▶ **Excerpt to read**:
'''
Written by David Zellner
Directed by David Zellner
Kid-Thing is a coming of age fable. That’s the filmmakers’ phrasing, not mine, and while it is surprisingly apt, the filmmakers forgo many of the customs and pitfalls of either genre to craft a wholly unique and pleasantly odd character study.
The kid in question here is young Annie (newcomer Sydney Aguirre), a circumstantial orphan living with her deadbeat dolt of a father, Marvin (Nathan Zellner). While he stumbles through his persistent hangover of a life, Annie is left alone to explore–that is, throw shit at–the shattered developments and forgotten vistas of rural Texas.
This isn’t much of a talkie. There are roughly four conversations in the film, and half of them descend into cyclical meditations on rubber and glue. Much of Kid-Thing is a catalogue of Annie behaving like only an angry, abandoned child can. But it is a spot on portrayal, and Aguirre deserves enormous praise for bringing Annie’s pain and frustration to light in touching and sometimes hilarious ways. Her behavior, whether it is chronically shoplifting or chipping away at a moist, dead tree trunk, is honest and familiar. But the filmmakers keep a knowing distance. It is a clinical anthropology of childhood whimsy to, say, Tree of Life’s fluid poetry–but it is accurate, and cutting.
Kid-Thing maintains a steady, journalistic integrity concerning the depiction of Annie. The surrounding film, though–and this includes the rest of cast (basically the Zellner brothers)–exists in a state of hysterical realism. It flirts with ideas of magic and sorcery, but instead of feeling fantastical, it mostly feels like we are experiencing the world as our protagonist’s unreliable mind abstracts it. As the broadly drawn buffoons, witches, and/or weirdos that she encounters, the adult cast here is game.
The film won’t hurl itself at you. You’re expected to bring some experience and curiosity and nostalgia to the table. In the early going you will have to rely on the beautiful shooting and quirky characters and trust it to unveil the engrossing, unsettling tale of an abandoned child fitfully attempting to reach out to the world around her. This is small cinema, which is not to every person’s tastes, but given a limited budget and one hardass looking girl, the Zellner brothers brought one tragic Texan childhood to life.
'''
Records from a collection
'''
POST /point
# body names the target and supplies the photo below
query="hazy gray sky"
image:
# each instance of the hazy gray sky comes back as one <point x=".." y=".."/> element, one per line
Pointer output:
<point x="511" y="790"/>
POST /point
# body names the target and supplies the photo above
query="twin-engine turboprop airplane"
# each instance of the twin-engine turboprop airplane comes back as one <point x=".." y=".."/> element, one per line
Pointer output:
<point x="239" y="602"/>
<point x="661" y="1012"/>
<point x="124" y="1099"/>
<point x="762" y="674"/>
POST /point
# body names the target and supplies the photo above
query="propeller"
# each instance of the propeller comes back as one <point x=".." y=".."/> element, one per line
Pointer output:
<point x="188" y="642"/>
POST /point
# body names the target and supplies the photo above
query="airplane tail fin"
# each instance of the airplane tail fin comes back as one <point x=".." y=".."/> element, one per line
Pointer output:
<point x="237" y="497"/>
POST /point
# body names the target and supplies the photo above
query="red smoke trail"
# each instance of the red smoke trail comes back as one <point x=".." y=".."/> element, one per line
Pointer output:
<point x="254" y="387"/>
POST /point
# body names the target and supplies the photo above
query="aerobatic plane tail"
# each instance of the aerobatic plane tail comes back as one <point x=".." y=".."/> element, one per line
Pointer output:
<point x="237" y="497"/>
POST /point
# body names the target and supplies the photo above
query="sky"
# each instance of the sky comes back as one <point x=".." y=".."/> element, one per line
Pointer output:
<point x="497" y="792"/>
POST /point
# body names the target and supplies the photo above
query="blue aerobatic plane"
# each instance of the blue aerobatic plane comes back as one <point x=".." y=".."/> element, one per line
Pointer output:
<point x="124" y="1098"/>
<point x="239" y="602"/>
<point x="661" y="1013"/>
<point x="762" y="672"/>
'''
'''
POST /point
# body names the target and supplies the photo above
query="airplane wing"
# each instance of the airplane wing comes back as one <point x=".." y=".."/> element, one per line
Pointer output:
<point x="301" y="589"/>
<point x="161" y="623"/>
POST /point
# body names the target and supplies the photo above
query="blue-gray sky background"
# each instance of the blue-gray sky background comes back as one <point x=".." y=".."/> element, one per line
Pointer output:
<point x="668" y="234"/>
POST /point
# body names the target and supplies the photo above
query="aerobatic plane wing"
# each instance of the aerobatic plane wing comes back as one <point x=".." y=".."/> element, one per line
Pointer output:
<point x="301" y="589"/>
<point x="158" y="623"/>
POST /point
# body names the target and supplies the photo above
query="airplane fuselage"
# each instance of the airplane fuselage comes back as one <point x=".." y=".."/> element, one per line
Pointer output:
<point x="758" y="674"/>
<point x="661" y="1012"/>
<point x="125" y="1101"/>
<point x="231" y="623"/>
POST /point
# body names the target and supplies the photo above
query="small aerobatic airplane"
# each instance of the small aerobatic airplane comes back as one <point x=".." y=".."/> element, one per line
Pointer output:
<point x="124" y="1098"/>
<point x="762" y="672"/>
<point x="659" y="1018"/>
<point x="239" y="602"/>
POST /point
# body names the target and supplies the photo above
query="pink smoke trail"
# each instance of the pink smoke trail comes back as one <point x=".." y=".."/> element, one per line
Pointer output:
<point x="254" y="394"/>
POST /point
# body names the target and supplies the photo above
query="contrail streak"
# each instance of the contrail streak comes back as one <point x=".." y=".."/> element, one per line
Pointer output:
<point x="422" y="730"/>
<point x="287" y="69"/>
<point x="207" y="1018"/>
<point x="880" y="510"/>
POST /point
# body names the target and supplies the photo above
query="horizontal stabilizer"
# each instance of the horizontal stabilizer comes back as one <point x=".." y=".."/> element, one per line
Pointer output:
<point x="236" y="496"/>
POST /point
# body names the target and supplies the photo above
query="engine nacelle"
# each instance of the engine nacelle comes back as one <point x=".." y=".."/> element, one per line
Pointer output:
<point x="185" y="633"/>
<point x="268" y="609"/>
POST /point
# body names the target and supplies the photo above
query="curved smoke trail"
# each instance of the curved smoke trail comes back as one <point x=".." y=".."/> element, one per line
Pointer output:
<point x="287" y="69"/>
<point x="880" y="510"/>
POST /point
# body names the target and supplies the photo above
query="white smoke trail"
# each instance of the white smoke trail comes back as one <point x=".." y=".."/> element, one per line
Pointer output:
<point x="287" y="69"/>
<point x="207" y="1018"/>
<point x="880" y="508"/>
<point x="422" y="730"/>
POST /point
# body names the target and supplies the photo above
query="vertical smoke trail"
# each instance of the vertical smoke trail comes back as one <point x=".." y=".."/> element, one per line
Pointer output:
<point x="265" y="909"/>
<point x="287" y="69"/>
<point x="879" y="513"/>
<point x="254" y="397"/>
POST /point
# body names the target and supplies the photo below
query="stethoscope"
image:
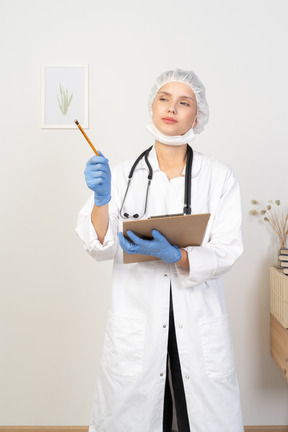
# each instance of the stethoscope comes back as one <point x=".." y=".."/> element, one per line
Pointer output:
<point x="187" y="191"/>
'''
▶ **Exercise**:
In the film review, copy the passage between "Written by David" and "odd character study.", inclusive, substituting "parable" for "fable".

▶ **The answer**:
Written by David Zellner
Directed by David Zellner
Kid-Thing is a coming of age parable. That’s the filmmakers’ phrasing, not mine, and while it is surprisingly apt, the filmmakers forgo many of the customs and pitfalls of either genre to craft a wholly unique and pleasantly odd character study.